▶ [Assigned task]:
If a line in the data holds the string "rough", list it.

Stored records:
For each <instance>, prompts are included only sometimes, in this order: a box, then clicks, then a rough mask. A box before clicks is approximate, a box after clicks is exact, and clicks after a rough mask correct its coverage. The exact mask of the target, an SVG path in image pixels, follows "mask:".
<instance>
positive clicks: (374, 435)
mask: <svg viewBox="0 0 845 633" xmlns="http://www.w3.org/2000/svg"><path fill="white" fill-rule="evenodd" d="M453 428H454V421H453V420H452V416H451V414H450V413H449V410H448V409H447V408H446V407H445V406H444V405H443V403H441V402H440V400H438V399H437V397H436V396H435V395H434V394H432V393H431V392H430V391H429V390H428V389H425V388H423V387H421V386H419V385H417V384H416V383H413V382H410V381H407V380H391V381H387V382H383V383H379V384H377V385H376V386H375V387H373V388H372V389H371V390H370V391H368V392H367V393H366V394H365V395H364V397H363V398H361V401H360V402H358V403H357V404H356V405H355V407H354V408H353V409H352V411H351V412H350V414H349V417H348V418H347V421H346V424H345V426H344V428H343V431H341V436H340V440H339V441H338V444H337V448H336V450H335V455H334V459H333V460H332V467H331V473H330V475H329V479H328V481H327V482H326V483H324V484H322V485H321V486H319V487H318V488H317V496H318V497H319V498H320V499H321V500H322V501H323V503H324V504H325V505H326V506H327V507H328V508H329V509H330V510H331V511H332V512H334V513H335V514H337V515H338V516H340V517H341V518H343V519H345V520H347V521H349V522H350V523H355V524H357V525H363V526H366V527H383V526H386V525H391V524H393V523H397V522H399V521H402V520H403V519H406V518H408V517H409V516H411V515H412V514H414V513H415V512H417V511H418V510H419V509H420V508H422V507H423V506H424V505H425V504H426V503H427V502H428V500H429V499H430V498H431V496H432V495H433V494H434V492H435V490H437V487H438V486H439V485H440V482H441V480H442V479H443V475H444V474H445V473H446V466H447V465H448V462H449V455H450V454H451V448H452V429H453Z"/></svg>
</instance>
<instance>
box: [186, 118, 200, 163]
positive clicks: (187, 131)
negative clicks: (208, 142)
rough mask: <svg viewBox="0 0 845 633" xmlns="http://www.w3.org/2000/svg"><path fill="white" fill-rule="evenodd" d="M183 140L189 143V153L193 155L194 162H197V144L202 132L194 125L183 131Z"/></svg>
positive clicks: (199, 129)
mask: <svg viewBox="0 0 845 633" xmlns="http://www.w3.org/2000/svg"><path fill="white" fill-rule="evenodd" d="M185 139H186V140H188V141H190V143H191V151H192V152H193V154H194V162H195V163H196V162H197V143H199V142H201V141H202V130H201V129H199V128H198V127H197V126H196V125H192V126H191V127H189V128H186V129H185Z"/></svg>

▶ [Task result]:
For each <instance>, prompts are included only sometimes, in this order: a box, then clicks, then a rough mask. A box before clicks is approximate, a box after clicks is exact, and clicks after a rough mask correct its coverage. The exact mask of the target, an SVG path in image pixels, follows "mask:".
rough mask: <svg viewBox="0 0 845 633" xmlns="http://www.w3.org/2000/svg"><path fill="white" fill-rule="evenodd" d="M183 140L189 143V153L193 155L194 162H197V144L202 132L194 125L183 131Z"/></svg>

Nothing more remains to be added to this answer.